**Problems to solve:**
[A] From the notebook below, copy out everything from "# PART TWO: LOOKING" down to "10 least common?" with no changes.
[B] Answer these questions using the notebook below:
(i) Which three columns are dropped from df?
(ii) What error message does step 7 warn you will get?
(iii) According to the note, what was LICTYPE converted to first?

━━━━━ Passage

Check the first five expirations to make sure they look right.

In [None]:
df.dtypes

# PART TWO: LOOKING AT LICENSES

In [None]:
df=df.drop(["year", "month", "date"], axis=1)

## 5. What are the top 10 most common licenses?

In [None]:
df.LICTYPE.value_counts().head(10)

## 6. What are the top 10 least common?

In [None]:
df.LICTYPE.value_counts().sort_values().head(10)

## 7. Try to select everyone who is any type of electrician.

You're going to get an error about `"cannot index with vector containing NA / NaN values"`. Let's work our way in there.

In [None]:
# Yes I know I left this in here, it's a learning experience! df[df['LICTYPE'].str.contains("Electrician")]

#Note - Unlike in the code provided, I first converted the LICTYPE to str. 

df[df["LICTYPE"].astype(str).str.contains("Electrician")]

## 8. How many of the rows of LICTYPE are NaN?

━━━━━━━━━━
━━━━━ Exercise data

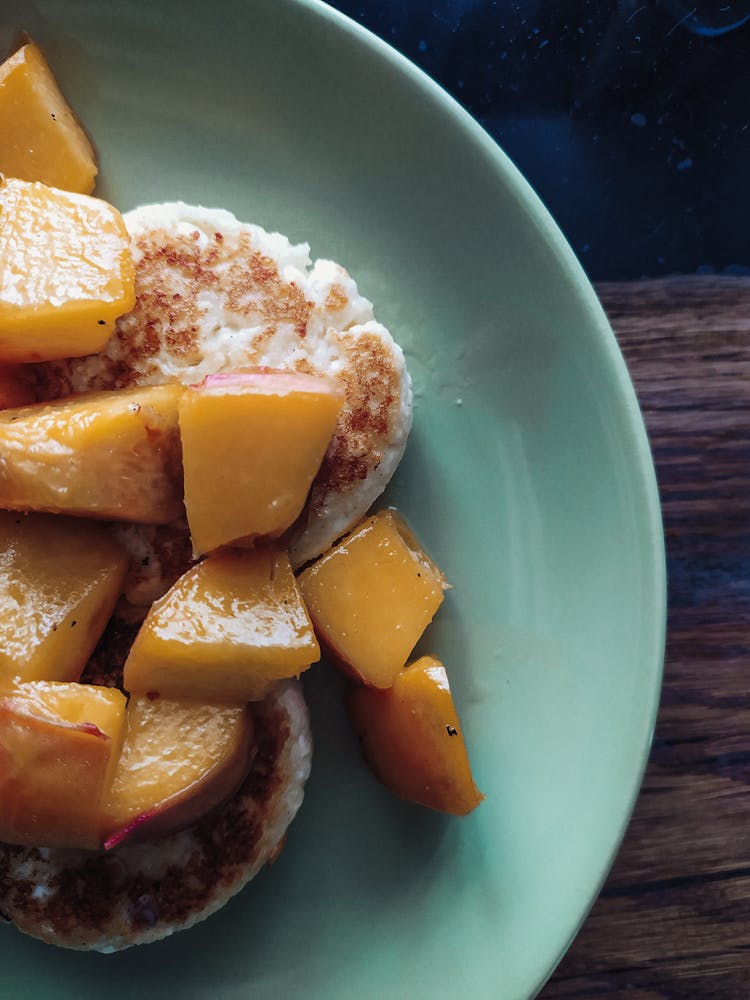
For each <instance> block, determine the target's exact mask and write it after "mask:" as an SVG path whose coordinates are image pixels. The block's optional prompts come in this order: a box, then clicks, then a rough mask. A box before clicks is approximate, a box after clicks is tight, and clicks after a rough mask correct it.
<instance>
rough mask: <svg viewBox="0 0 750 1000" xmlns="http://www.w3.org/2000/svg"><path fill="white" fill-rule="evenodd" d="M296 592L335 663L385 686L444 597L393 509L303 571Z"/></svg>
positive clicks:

━━━━━━━━━━

**Task-by-task solutions:**
[A]
# PART TWO: LOOKING AT LICENSES

In [None]:
df=df.drop(["year", "month", "date"], axis=1)

## 5. What are the top 10 most common licenses?

In [None]:
df.LICTYPE.value_counts().head(10)

## 6. What are the top 10 least common?

[B]
(i) "year", "month" and "date"
(ii) "cannot index with vector containing NA / NaN values"
(iii) str